INPUT DATA:

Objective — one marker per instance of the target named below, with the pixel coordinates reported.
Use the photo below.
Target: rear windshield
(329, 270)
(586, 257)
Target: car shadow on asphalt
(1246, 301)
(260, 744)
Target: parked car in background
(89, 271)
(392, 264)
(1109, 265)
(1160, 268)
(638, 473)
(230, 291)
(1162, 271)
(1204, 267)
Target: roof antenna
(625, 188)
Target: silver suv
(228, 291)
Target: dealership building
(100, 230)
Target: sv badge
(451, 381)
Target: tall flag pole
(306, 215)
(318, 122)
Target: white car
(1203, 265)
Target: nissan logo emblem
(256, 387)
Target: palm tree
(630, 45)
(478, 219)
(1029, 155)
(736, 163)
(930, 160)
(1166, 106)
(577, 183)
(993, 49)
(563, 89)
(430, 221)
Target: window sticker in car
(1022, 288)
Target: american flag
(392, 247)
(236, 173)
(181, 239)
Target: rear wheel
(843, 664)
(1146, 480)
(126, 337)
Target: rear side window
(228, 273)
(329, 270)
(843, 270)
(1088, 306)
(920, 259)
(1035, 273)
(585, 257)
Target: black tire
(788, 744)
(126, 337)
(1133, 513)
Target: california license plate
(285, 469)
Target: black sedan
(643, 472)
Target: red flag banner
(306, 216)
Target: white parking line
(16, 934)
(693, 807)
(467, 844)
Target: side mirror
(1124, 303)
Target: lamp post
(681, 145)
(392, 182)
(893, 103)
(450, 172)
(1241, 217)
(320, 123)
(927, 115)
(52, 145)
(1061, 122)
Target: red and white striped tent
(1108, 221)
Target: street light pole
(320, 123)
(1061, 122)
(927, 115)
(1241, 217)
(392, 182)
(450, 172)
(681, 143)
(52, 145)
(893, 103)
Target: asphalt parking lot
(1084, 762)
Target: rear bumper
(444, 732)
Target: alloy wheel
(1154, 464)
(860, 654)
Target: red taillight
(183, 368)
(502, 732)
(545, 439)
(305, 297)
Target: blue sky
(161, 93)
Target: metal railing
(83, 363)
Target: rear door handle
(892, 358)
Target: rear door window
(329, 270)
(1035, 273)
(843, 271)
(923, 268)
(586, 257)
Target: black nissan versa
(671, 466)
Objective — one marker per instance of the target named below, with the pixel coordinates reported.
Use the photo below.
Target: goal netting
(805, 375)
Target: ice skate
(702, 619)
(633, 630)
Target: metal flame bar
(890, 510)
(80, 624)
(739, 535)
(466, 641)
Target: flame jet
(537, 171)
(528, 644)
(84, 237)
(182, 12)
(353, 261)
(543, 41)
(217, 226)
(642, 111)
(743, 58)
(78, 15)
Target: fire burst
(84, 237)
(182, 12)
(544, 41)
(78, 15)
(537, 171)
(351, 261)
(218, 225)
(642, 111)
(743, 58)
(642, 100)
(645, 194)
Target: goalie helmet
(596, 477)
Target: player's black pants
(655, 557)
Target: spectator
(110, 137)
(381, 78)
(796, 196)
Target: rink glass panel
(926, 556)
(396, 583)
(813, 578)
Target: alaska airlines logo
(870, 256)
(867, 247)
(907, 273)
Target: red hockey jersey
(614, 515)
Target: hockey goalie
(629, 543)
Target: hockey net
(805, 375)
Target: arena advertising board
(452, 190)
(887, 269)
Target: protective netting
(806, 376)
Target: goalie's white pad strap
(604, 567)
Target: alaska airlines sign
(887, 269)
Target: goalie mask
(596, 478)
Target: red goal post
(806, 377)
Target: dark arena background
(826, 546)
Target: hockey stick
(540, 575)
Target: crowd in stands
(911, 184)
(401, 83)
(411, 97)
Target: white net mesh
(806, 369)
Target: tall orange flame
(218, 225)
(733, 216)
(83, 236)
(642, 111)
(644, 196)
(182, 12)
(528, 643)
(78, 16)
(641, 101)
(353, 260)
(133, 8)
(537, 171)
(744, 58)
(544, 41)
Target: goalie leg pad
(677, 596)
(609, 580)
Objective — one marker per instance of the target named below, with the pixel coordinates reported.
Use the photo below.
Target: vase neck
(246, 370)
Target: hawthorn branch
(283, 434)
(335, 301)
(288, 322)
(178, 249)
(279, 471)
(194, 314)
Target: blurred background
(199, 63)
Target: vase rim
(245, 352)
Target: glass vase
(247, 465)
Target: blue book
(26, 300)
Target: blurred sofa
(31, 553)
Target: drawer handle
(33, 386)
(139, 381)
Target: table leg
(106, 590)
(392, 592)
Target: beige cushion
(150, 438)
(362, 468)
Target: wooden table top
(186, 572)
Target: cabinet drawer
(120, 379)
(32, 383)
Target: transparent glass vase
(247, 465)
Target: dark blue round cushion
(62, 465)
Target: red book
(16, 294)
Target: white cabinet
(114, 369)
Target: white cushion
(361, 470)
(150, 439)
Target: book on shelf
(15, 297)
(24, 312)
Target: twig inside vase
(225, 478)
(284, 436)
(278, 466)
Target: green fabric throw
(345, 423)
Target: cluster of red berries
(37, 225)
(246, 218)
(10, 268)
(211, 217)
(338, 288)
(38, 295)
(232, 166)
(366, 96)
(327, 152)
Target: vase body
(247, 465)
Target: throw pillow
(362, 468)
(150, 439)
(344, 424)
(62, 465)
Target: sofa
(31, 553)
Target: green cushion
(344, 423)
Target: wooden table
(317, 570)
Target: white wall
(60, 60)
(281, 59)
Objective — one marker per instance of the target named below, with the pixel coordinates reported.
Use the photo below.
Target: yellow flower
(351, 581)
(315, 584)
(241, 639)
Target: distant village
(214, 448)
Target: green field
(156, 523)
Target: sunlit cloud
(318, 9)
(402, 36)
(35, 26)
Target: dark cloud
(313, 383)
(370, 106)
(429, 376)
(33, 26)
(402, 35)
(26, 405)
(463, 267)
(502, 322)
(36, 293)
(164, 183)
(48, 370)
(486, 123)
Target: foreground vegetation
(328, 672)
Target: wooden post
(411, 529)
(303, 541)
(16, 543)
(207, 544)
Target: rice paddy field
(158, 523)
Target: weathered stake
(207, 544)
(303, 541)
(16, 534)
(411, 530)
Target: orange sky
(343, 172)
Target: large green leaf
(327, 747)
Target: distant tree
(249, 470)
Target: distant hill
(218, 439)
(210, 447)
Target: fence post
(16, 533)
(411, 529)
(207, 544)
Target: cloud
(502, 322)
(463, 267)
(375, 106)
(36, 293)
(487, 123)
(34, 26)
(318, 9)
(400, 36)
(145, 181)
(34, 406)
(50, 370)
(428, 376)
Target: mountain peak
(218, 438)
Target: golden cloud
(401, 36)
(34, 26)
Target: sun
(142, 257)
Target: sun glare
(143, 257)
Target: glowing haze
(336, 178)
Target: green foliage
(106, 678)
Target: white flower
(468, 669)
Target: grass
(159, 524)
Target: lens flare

EXERCISE: Every record listed above should be reproduced exactly.

ANSWER BOX:
Objective — one marker per instance of the target named below, with the pixel coordinates reported.
Use the photo below.
Target: rear windshield
(329, 270)
(586, 257)
Target: car shadow on asphalt
(1246, 301)
(260, 744)
Target: parked car in background
(89, 271)
(392, 264)
(1109, 265)
(1160, 268)
(638, 473)
(230, 291)
(1162, 271)
(1204, 267)
Target: roof antenna
(625, 188)
Target: silver suv
(228, 291)
Target: dealership building
(100, 230)
Target: sv badge
(451, 381)
Target: tall flag pole
(306, 215)
(318, 122)
Target: white car
(1203, 265)
Target: nissan logo emblem
(256, 387)
Target: palm tree
(630, 45)
(478, 219)
(1029, 155)
(736, 163)
(930, 160)
(1166, 106)
(577, 183)
(993, 49)
(563, 89)
(430, 221)
Target: window sticker in car
(1022, 288)
Target: american flag
(392, 247)
(236, 173)
(181, 239)
Target: rear wheel
(843, 664)
(1146, 480)
(126, 337)
Target: rear side window
(228, 273)
(329, 270)
(843, 270)
(1088, 306)
(920, 259)
(1035, 273)
(585, 257)
Target: black tire
(788, 744)
(126, 337)
(1133, 513)
Target: california license plate
(285, 469)
Target: black sedan
(643, 472)
Target: red flag banner
(306, 216)
Target: white parking line
(16, 934)
(693, 807)
(467, 844)
Target: side mirror
(1124, 303)
Target: lamp post
(681, 145)
(392, 182)
(893, 103)
(450, 172)
(1241, 217)
(320, 123)
(927, 115)
(52, 145)
(1061, 122)
Target: red and white striped tent
(1108, 221)
Target: street light pole
(320, 123)
(1061, 122)
(927, 115)
(1241, 217)
(392, 182)
(450, 172)
(681, 143)
(52, 145)
(893, 103)
Target: asphalt parking lot
(1084, 762)
Target: rear bumper
(444, 732)
Target: alloy wheel
(1154, 464)
(860, 654)
Target: red taillight
(183, 368)
(502, 732)
(545, 439)
(305, 297)
Target: blue sky
(161, 93)
Target: metal railing
(83, 363)
Target: rear door handle
(892, 358)
Target: rear door window
(329, 270)
(1035, 273)
(843, 271)
(923, 268)
(586, 257)
Target: black nissan versa
(671, 466)
Objective — one marker per instance of the target named below, with the pixel coordinates reported.
Use the photo below.
Target: goal netting
(805, 375)
Target: ice skate
(702, 619)
(633, 630)
Target: metal flame bar
(890, 510)
(80, 624)
(739, 535)
(466, 641)
Target: flame jet
(537, 171)
(528, 644)
(84, 237)
(182, 12)
(353, 261)
(543, 41)
(217, 226)
(642, 111)
(743, 58)
(78, 15)
Target: fire burst
(84, 237)
(182, 12)
(544, 41)
(78, 15)
(537, 171)
(351, 261)
(218, 225)
(642, 111)
(743, 58)
(642, 100)
(645, 194)
Target: goalie helmet
(596, 477)
Target: player's black pants
(655, 557)
Target: spectator
(110, 137)
(381, 78)
(796, 196)
Target: rink glass panel
(926, 556)
(396, 583)
(813, 578)
Target: alaska airlines logo
(870, 256)
(867, 247)
(907, 273)
Target: red hockey jersey
(614, 515)
Target: hockey goalie
(629, 543)
Target: hockey net
(805, 375)
Target: arena advertising board
(452, 190)
(887, 269)
Target: protective netting
(806, 376)
Target: goalie's white pad strap
(604, 567)
Target: alaska airlines sign
(887, 269)
Target: goalie mask
(596, 478)
Target: red goal post
(806, 377)
Target: dark arena background
(826, 546)
Target: hockey stick
(540, 575)
Target: crowd in stands
(911, 184)
(401, 83)
(411, 97)
Target: white net mesh
(806, 369)
Target: tall orange flame
(218, 225)
(733, 216)
(83, 236)
(642, 111)
(644, 196)
(182, 12)
(528, 643)
(78, 16)
(641, 101)
(353, 260)
(133, 8)
(537, 171)
(744, 58)
(544, 41)
Target: goalie leg pad
(677, 596)
(609, 580)
Objective — one marker per instance of the target named below, with the pixel coordinates reported.
Use the photo below.
Target: vase neck
(246, 370)
Target: hawthorn branch
(283, 434)
(335, 301)
(288, 322)
(178, 249)
(279, 471)
(194, 314)
Target: blurred background
(199, 63)
Target: vase rim
(245, 352)
Target: glass vase
(247, 465)
Target: blue book
(26, 300)
Target: blurred sofa
(31, 553)
Target: drawer handle
(33, 386)
(139, 381)
Target: table leg
(106, 590)
(392, 592)
Target: beige cushion
(150, 438)
(362, 468)
Target: wooden table top
(186, 572)
Target: cabinet drawer
(120, 379)
(32, 383)
Target: transparent glass vase
(247, 465)
Target: dark blue round cushion
(62, 465)
Target: red book
(16, 294)
Target: white cabinet
(114, 369)
Target: white cushion
(361, 470)
(150, 439)
Target: book on shelf
(15, 297)
(24, 312)
Target: twig inside vase
(225, 478)
(284, 436)
(278, 466)
Target: green fabric throw
(345, 423)
Target: cluster of red berries
(37, 225)
(246, 218)
(10, 268)
(211, 217)
(338, 288)
(38, 295)
(232, 166)
(366, 96)
(327, 152)
Target: vase body
(247, 465)
Target: throw pillow
(362, 468)
(150, 439)
(344, 424)
(62, 465)
Target: sofa
(31, 553)
Target: green cushion
(344, 423)
Target: wooden table
(317, 570)
Target: white wall
(60, 60)
(281, 59)
Objective — one marker per instance of the target named below, with the pixel coordinates reported.
Use the photo below.
Target: yellow flower
(351, 581)
(315, 584)
(241, 639)
Target: distant village
(214, 448)
Target: green field
(156, 523)
Target: sunlit cloud
(318, 9)
(402, 36)
(35, 26)
Target: dark cloud
(313, 383)
(370, 106)
(429, 376)
(33, 26)
(402, 35)
(26, 405)
(463, 267)
(502, 322)
(36, 293)
(164, 183)
(48, 370)
(486, 123)
Target: foreground vegetation
(328, 672)
Target: wooden post
(411, 529)
(303, 541)
(16, 543)
(207, 544)
Target: rice paddy field
(158, 523)
Target: weathered stake
(207, 544)
(303, 541)
(16, 534)
(411, 530)
Target: orange sky
(343, 172)
Target: large green leaf
(327, 747)
Target: distant tree
(249, 470)
Target: distant hill
(218, 439)
(210, 447)
Target: fence post
(16, 533)
(411, 529)
(207, 544)
Target: cloud
(502, 322)
(463, 267)
(375, 106)
(36, 293)
(487, 123)
(34, 26)
(318, 9)
(400, 36)
(145, 181)
(34, 406)
(50, 370)
(428, 376)
Target: mountain peak
(218, 438)
Target: golden cloud
(401, 36)
(34, 26)
Target: sun
(142, 257)
Target: sun glare
(143, 257)
Target: glowing haze
(336, 178)
Target: green foliage
(106, 678)
Target: white flower
(468, 669)
Target: grass
(159, 524)
Target: lens flare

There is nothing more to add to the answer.